[Labeled-object pointing records]
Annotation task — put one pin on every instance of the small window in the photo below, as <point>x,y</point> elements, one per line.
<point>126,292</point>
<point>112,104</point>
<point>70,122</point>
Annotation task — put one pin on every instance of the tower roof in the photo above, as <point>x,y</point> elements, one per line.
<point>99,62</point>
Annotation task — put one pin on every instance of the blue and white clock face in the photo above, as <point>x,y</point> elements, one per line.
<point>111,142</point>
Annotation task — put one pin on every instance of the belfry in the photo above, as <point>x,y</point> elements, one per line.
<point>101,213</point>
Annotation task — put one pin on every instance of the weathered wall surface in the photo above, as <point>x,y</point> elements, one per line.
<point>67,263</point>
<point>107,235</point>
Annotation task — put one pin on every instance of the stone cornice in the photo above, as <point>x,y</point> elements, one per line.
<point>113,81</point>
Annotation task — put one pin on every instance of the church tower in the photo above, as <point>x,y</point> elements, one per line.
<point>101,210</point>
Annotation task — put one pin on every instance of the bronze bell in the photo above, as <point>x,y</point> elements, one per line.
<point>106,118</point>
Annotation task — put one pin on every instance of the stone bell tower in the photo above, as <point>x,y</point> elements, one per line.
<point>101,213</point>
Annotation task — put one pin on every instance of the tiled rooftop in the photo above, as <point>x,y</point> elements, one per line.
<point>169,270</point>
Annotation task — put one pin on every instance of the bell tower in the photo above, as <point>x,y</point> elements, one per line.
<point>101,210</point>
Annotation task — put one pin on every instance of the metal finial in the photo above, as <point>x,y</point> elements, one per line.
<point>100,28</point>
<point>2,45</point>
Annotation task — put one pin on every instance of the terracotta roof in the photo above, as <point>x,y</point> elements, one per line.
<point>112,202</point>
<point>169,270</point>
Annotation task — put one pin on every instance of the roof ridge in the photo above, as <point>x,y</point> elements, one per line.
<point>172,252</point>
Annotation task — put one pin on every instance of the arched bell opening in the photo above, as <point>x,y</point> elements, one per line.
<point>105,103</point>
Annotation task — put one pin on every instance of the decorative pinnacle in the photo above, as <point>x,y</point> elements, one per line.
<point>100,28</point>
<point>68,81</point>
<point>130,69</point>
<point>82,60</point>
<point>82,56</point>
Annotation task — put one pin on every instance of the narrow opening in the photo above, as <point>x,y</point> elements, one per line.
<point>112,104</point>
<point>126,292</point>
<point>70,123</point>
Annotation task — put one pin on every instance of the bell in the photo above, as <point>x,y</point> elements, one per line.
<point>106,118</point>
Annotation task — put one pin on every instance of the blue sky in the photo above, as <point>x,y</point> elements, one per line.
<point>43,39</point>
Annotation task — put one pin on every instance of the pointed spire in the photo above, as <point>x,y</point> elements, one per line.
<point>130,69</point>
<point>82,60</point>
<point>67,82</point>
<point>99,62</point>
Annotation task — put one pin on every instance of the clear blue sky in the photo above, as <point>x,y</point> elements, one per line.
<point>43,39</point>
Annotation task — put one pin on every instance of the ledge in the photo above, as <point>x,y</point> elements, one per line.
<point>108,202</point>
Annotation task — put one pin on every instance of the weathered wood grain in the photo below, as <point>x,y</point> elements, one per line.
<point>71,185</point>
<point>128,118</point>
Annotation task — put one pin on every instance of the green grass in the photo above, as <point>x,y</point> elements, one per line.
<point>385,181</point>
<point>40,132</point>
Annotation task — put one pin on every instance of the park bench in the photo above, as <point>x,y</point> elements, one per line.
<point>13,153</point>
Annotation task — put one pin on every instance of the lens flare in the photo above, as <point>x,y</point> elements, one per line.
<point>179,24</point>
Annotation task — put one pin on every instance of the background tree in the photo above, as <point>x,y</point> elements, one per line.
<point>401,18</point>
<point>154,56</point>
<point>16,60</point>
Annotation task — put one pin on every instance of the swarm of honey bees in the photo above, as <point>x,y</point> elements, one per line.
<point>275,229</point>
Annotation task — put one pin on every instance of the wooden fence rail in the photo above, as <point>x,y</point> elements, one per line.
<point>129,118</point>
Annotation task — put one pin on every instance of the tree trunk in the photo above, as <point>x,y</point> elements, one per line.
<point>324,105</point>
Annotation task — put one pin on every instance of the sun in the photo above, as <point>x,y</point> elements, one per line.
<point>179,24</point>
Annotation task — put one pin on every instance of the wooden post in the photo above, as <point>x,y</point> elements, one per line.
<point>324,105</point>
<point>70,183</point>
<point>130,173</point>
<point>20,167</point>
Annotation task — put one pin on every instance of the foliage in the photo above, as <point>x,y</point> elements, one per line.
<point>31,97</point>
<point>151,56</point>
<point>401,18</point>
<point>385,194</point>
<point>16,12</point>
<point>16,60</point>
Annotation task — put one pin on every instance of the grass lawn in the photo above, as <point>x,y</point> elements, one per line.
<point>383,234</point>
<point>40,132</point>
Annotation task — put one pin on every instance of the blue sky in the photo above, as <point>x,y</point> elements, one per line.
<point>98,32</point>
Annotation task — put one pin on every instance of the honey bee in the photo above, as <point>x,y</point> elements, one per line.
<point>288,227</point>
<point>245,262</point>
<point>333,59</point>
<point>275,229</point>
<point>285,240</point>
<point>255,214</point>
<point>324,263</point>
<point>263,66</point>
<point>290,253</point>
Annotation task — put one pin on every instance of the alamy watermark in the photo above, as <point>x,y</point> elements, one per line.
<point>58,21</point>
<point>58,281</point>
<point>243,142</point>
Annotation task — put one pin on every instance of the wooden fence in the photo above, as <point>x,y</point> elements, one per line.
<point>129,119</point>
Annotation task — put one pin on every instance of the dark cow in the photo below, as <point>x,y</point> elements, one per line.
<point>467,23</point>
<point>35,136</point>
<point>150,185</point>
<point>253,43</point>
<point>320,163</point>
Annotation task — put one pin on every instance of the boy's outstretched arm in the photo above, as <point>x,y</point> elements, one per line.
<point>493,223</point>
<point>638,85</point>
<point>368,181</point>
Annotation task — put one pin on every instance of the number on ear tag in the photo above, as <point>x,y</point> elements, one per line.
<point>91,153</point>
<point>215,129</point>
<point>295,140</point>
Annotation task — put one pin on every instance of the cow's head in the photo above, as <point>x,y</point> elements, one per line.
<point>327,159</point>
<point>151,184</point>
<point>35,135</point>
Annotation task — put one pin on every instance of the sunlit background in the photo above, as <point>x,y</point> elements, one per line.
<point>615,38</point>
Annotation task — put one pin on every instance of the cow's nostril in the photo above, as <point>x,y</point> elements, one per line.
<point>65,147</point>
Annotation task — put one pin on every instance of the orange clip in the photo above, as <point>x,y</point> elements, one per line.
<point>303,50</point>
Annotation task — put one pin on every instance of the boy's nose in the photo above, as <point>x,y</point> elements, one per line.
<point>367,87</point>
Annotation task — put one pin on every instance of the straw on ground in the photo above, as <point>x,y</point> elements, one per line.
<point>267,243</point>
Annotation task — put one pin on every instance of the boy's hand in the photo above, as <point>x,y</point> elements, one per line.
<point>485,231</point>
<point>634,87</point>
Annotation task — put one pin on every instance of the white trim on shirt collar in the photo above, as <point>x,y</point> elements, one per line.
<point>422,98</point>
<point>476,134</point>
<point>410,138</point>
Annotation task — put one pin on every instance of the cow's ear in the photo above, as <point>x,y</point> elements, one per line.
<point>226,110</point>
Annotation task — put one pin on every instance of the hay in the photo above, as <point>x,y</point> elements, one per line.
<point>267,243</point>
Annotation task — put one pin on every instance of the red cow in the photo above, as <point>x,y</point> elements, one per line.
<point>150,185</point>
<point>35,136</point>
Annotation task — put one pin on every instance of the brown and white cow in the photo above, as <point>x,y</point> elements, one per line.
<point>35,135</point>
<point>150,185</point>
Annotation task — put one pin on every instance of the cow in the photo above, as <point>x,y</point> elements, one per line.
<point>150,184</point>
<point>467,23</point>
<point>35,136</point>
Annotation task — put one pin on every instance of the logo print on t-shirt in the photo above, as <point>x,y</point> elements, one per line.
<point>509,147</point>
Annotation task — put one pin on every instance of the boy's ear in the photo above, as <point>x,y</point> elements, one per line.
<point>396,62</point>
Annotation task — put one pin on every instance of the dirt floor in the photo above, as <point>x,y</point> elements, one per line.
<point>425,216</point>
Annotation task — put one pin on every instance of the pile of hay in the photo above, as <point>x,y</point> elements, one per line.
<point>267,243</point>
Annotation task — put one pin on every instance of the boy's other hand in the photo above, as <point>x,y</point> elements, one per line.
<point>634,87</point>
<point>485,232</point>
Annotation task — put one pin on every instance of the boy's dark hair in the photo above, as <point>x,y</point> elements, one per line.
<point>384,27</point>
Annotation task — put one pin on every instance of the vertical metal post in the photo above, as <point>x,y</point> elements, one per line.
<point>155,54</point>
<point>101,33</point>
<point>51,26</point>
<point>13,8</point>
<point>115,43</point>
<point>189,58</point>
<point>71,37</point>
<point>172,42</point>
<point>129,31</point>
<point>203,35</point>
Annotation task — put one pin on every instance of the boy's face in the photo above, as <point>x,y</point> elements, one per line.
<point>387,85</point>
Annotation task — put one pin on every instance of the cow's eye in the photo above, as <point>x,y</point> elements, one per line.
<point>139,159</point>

> [Objective] Reproduce the records above verbatim, starting at the first line and ending with the line that contains "<point>70,122</point>", including that line.

> [Response for this exercise]
Annotation task — put one pin on every instance of the small window in the photo below, as <point>x,y</point> elements, one per line.
<point>126,292</point>
<point>112,104</point>
<point>70,122</point>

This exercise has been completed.